→ **How to complete this task**:
An unchanged copy of every record below, without pictures, is the goal.
*** Opening of Records provided ***
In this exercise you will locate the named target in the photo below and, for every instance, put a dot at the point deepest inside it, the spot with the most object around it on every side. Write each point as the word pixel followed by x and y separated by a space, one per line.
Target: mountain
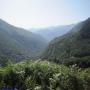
pixel 52 32
pixel 18 43
pixel 73 47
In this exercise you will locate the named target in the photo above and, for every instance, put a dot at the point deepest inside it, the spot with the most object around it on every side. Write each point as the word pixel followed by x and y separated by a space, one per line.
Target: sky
pixel 44 13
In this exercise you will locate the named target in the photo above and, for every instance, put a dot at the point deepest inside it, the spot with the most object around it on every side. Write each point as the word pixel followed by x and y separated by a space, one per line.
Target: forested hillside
pixel 73 47
pixel 17 44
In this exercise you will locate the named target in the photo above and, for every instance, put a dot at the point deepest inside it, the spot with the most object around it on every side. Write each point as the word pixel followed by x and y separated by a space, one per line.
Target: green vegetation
pixel 71 48
pixel 44 75
pixel 17 43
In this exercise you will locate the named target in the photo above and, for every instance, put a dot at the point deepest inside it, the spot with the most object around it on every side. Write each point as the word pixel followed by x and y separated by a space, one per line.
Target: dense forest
pixel 29 62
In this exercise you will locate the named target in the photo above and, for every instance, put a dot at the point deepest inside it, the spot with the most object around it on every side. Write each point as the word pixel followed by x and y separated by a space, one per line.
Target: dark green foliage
pixel 71 47
pixel 17 44
pixel 43 75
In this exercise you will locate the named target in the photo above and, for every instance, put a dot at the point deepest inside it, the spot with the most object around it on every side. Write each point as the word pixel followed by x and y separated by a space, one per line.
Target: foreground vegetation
pixel 44 75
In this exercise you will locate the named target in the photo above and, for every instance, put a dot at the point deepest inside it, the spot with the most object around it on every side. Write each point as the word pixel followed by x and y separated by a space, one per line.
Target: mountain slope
pixel 75 44
pixel 53 32
pixel 17 43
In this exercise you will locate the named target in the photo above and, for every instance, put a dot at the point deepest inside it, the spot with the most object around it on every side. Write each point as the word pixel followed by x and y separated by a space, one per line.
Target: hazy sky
pixel 43 13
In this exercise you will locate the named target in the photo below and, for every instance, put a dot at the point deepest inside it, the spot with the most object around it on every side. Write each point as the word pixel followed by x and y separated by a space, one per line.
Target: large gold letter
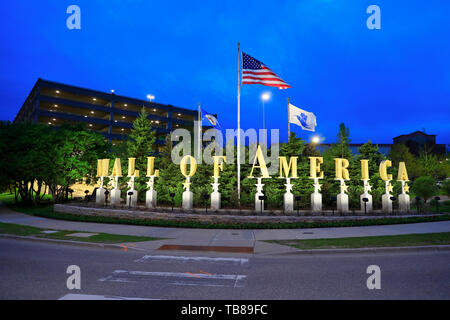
*** Close of Records provided ***
→ **Written answer**:
In this exercise you will locate the named target in the photo below and, for every instance, put a dot at the point deepest inside it, the spot with the most object around it on every side. Write each point as the word pixel followed by x and y separated by a space, one per line.
Target: mountain
pixel 52 32
pixel 18 43
pixel 73 47
In this exercise you will locate the named target in the photo above and, for every instance, put a dot at the point deepest inside it, the spot with the most object around it on every side. Write each point as the word pixel followed by x and y separated by a space, one per line.
Target: sky
pixel 44 13
In this exercise you will locate the named target in the photo above and, for every instance, put a dot at the point deepest inside it, the spot with the most object around it on every side. Write each point as the word pixel followed by x and y separated by a space, one per line.
Target: forested hillside
pixel 73 47
pixel 17 44
In this exercise you will locate the named target in the photo above and, for every instance, put a dot at the point deepest inside it, the spot with the most object around it on every side. Write each point as the word pixel followed by x and y separated by a space, one per line.
Target: green vegetation
pixel 71 48
pixel 44 75
pixel 17 43
In this exercise you will locate the named target in the photo above and, for every instance, put a dot at the point deepest inside it, the spot with the most object around it on every side. Write each point as the word pixel followed by x and y separated by a space, one per line.
Target: dense forest
pixel 29 62
In this exercise you will locate the named target in the photo above and, for every instance, put a dot at the point deepest inside it, the spot with the most object around it on every side. Write each point as the word pixel followed by x and y separated by a space, one per line.
Target: dark green foliage
pixel 71 47
pixel 17 44
pixel 43 75
In this exercise you will locate the named target in the photo above and, for every instance, put a dot at the point deepest inside it, the spot with the most object around it on every side. Write each point as the word pixel followed by x and y separated by a space, one per line.
Target: foreground vegetation
pixel 44 75
In this exercise you will locate the named target in the photo above and, for every instance, put a dot at the point deepest inside it, the spot with the most object around it on every side. Write each point as the word pixel followed by x and y separated by a space, one per line.
Target: mountain slope
pixel 75 44
pixel 53 32
pixel 17 43
In this exercise you will locate the named target in the photo above and, for every instance, put a dot at the point deepest inside it, the spot with the most object around it on every side. Write each point as the word pixel followed by x and y separated by a space, one per line.
Target: hazy sky
pixel 43 13
In this exercise you will locate the named target in the photo below and, for every instance, put a dot at the point deepest inside it, the spot with the most object around it on every side. Write each point as the word pixel followed by x and y separated by a space, one per line.
Target: large gold letter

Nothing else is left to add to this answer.